- _EXERCISE 1_
From the campaign finance article below, list every provision of LB 166 that the article describes.

◇ ◇ ◇ ◇

I was proud to be honored as a Capitol Caregiver from the Nebraska AARP and AARP Advocates this week. Photo Credit: Nebraska AARP.
Thirty Senators Sign On as Co-Sponsors of Campaign Finance Act
As of Friday, thirty senators signed on as cosponsors to LB 166, a campaign reform bill I introduced last year that provides a mechanism for the Accountability and Disclosure Office to check once a year to ensure that campaign finance accounts match campaign finance reports. The bill also prohibits the granting of loans from campaign funds, increases penalties for violations of the Accountability and Disclosure Act and adds enforcement power for the commission to require restitution as a consequence of violations.
Current law does not provide a second check against campaign finance fraud. The balance in a campaign account currently provided to the Accountability and Disclosure Office is entirely self-reported. LB 166 provides an important tool to ensure campaign funds are represented truthfully and correctly in public reports.
At the hearing for the bill, Director Daley said the heart of the reason for the bill for their office is not to catch a few big cases, but to improve the day to day efficiency of their office. Each year, staff closes a number of accounts, which requires reconciling the balance of accounts with campaign reports. For example, staff close almost 60 accounts within a few months following a general election. Some of these accounts have been open for 8-12 years and small accounting errors become much harder to reconcile as the years go on.

◇ ◇ ◇ ◇

- _EXERCISE 2_
Please state how many lines of the entries below contain the word "silver", giving only the number.

- _ENTRIES_
◇ ◇ ◇ ◇

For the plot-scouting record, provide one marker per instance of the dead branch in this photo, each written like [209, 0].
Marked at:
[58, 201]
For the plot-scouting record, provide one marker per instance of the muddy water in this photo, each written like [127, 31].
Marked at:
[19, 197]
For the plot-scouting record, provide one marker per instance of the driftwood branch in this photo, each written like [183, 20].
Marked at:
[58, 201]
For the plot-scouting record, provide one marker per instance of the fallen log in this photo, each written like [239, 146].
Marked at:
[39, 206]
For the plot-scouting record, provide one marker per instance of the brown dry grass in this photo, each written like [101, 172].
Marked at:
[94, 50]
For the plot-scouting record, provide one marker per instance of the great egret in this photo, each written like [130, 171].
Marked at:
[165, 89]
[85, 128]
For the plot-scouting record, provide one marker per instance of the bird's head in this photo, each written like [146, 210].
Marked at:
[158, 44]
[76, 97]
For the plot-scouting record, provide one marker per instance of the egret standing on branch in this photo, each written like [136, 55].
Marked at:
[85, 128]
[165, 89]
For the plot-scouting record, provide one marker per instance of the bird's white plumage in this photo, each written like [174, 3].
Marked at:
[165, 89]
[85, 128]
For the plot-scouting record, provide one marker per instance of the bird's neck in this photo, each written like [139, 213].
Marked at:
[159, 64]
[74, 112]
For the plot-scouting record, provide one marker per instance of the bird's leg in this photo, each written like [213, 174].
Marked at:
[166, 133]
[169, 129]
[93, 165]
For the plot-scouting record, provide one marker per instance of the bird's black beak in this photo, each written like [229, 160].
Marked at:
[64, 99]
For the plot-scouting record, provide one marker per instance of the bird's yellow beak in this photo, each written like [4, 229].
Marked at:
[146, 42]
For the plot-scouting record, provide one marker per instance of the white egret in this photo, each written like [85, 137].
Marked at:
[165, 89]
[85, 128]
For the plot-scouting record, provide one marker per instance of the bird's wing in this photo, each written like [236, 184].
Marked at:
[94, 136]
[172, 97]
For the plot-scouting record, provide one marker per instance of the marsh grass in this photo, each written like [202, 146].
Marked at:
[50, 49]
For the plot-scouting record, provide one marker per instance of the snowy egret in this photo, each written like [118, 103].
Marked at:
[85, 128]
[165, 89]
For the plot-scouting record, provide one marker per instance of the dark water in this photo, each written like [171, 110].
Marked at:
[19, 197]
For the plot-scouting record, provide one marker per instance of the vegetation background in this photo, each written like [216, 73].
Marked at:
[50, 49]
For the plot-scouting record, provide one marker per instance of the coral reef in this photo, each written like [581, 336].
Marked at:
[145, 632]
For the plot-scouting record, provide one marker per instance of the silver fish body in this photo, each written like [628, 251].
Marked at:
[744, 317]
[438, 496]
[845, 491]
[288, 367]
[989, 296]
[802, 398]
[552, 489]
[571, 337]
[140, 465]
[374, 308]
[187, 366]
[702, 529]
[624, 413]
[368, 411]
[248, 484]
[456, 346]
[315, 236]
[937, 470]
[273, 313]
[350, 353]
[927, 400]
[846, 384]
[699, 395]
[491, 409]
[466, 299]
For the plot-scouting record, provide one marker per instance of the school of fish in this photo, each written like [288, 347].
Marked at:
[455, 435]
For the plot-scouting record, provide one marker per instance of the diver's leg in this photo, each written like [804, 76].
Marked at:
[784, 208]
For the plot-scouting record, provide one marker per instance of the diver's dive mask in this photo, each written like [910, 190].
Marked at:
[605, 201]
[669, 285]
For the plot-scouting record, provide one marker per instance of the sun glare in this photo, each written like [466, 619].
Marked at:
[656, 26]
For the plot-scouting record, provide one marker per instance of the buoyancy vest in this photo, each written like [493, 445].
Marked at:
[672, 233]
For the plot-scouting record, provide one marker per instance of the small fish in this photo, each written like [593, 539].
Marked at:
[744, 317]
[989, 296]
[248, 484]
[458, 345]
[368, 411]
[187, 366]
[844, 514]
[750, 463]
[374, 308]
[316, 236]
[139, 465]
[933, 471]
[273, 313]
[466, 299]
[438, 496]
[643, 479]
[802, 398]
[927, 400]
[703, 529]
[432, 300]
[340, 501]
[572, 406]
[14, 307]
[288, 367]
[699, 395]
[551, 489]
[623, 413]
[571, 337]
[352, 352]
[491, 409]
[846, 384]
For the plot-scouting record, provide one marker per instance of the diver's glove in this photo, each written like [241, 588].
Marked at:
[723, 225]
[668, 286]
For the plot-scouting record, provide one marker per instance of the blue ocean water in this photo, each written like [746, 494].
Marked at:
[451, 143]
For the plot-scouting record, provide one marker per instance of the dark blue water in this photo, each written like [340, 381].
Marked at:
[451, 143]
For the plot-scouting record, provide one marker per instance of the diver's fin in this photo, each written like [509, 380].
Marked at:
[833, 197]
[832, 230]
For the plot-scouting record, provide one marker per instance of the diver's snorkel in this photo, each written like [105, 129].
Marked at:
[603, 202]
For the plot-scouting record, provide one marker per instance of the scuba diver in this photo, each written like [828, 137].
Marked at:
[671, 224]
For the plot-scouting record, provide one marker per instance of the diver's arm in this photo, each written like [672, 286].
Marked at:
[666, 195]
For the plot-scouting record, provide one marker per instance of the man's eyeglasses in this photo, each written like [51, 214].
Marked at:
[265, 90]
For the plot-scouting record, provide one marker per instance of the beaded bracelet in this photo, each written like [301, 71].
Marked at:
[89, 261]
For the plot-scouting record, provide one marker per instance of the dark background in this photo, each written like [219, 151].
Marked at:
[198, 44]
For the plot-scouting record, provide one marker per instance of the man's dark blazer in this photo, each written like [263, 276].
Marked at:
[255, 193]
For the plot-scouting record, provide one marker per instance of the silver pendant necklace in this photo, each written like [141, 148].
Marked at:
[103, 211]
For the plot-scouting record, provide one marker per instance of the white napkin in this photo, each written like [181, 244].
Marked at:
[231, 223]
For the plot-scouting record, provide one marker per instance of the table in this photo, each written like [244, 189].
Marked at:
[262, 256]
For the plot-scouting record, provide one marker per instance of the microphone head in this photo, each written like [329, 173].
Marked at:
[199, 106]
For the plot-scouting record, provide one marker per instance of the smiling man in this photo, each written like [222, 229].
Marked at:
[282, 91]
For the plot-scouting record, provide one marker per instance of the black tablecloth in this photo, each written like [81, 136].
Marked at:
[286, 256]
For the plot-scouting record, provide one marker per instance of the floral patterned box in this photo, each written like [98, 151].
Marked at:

◇ ◇ ◇ ◇

- _WRITTEN SOLUTION 1_
- A mechanism for the Accountability and Disclosure Office to check once a year that campaign finance accounts match campaign finance reports
- A ban on granting loans from campaign funds
- Higher penalties for violations of the Accountability and Disclosure Act
- Added enforcement power for the commission to require restitution as a consequence of violations

- _WRITTEN SOLUTION 2_
2